(Provided text)

Immunosuppressed adults appear to be at greater risk for TC, particularly with M. canis [20,29,40,41,42]. Causes of immunosuppression associated with TC include malignancy, transplantation, human immunodeficiency virus (HIV) infection, diabetes mellitus, or corticosteroid therapy [20,29,40,41,42]. In a study of eight cases of mycologically confirmed adult TC in France, patient comorbidities included non-Hodgkin lymphoma (n = 2), thrombocytopenia (n = 1), systemic corticosteroid use (n = 1), and HIV positivity (n = 1), with four of the eight being infected with M. canis [20]. In a retrospective study including 121 mycologically confirmed TC cases at a dermatology clinic in Tehran, Iran, 25 patients were adults. Of these, 80% (n = 20) were immunocompromised, due to diabetes mellitus, frequent topical or oral corticosteroid use, HIV infection, and transplantation [8]. Fourteen of the twenty immunocompromised patients with TC had fungal co-infection of the foot, trunk, nail, hand, and/or groin [8]. In a multi-center study of 1380 patients, including 58 adults, diagnosed with TC at academic centers in Egypt, 34.4% (n = 20) of patients were co-infected with hepatitis C, of which 45% were undergoing interferon alpha therapy (n = 9), and 22.4% (n = 13) were diagnosed with diabetes mellitus [31]. While immunosuppressed patients are likely at increased risk of TC, adults with no apparent risk factors can also contract TC. In the retrospective study of 269 cases of adult TC in mainland China by Liang et al., only 6 cases occurred in patients with a reported immunocompromised state (2.2%) [24].
Concurrent fungal infection of another anatomic area is associated with TC via autoinoculation [30]. In a retrospective study of 82 adults with mycologically confirmed TC infection at a tertiary hospital in Korea, 48 patients were diagnosed with an additional cutaneous fungal infection, most commonly tinea faciei (n = 32), tinea corporis (n = 8), and tinea pedis (n = 3) [43]. Therefore, it is important to both screen for TC in patients diagnosed with cutaneous fungal infections involving sites besides the hair and scalp, and examine patients for the presence of cutaneous fungal infections at other anatomic sites when TC is diagnosed.

6. Classification

TC can be divided into noninflammatory and inflammatory subtypes, which generally predicts the clinical presentation. The noninflammatory subtype comprises both ectothrix and endothrix infections, which represent two distinct types of hair shaft invasion [44]. In ectothrix infections, arthroconidia invade at the level of the mid hair shaft and adhere to its exterior. Hyphae then grow toward the bulb of the hair [44,45,46]. Ectothrix infections typically fluoresce under Wood’s light and are mainly caused by Microsporum species or Trichophyton verrucosum [46]. In endothrix infections, arthroconidia invade the hair shaft itself. Endothrix infections generally do not fluoresce under Wood’s light, and are typically caused by T. tonsurans, T. soudanense, or T. violaceum.
For the inflammatory subtype, it is hypothesized that there is a hypersensitivity reaction to the dermatophyte infection and includes favus and kerion [2]. Favus, the third type of hair shaft invasion, is characterized by the development of long hyphae and air spaces within the hair shaft that can be appreciated with KOH microscopy [47]. Favus is most frequently caused by the anthropophilic species T. schoenleinii [46,47]. Kerion is caused by a delayed immune response to dermatophyte infection and is typically caused by zoophilic species [48].

(End Provided text)
(Dataset)

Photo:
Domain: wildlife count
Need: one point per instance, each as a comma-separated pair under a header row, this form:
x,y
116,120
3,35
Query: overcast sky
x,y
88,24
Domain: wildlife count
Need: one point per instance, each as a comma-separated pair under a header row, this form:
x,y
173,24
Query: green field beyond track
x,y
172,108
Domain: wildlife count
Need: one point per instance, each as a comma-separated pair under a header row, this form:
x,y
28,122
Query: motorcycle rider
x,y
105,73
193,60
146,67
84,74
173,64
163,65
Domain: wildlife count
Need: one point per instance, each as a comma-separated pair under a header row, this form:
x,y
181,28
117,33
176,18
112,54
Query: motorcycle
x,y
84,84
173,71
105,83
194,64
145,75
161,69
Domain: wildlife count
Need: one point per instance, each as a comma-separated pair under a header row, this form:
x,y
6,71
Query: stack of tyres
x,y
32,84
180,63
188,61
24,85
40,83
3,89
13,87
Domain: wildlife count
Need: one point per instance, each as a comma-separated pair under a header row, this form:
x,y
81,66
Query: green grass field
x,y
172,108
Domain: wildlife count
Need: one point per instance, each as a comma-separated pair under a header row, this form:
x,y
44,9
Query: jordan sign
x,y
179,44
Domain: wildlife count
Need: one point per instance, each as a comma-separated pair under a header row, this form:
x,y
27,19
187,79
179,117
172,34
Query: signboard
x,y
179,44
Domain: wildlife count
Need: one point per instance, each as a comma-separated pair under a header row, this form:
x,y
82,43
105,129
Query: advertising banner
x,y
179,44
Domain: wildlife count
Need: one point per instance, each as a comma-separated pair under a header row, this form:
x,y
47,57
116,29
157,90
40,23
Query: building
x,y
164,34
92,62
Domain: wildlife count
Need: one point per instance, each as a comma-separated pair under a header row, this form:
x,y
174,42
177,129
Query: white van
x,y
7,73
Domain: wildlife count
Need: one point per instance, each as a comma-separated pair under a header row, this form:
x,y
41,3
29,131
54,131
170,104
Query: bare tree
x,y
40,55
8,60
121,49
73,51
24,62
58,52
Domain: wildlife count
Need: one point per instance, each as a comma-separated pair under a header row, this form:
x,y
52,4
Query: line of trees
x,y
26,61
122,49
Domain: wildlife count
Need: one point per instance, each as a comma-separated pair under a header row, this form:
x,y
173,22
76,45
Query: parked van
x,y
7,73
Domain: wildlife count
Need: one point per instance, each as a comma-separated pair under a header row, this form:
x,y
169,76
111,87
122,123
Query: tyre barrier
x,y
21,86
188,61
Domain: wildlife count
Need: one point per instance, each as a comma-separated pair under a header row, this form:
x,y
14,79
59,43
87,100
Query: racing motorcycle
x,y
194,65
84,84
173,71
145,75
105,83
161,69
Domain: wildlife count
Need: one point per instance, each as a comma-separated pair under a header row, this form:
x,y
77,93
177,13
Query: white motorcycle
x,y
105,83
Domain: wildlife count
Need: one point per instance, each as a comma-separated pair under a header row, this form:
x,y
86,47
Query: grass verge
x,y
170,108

(End Dataset)

Instructions to follow
Carry the tinea capitis text forward from its last sentence.

Written answer
7. Clinical Presentation and Physical Exam Findings

Non-inflammatory TC in adults is often accompanied by alopecia, for both ectothrix or endothrix infections (Figure 1, Figure 2 and Figure 3) [44]. In an 18-year retrospective single-center study of TC cases in 82 adults in Korea by Park et al., 46 patients (56.1%) presented with hair loss [43]. Ectothrix infections may appear on the scalp as single or multiple scaly, erythematous patches with mild inflammation accompanied by circular areas of hair loss that may appear grey, known as “grey-patch ringworm”. Ectothrix-type TC can also appear as diffuse fine white scaling of the scalp with subtle hair loss that resembles seborrheic dermatitis, known as the seborrheic type [43,45,46]. In ectothrix TC, the hair shaft breaks 2–3 mm or more above the scalp due to the invasion pattern. In the retrospective study of TC cases in 82 adults in Korea by Park et al., M. canis infection was the most common causal organism, with 25.6% (n = 21) of patients presenting with seborrheic dermatitis-like scaling and 23.2% (n = 19) of patients presenting with grey patch TC [43].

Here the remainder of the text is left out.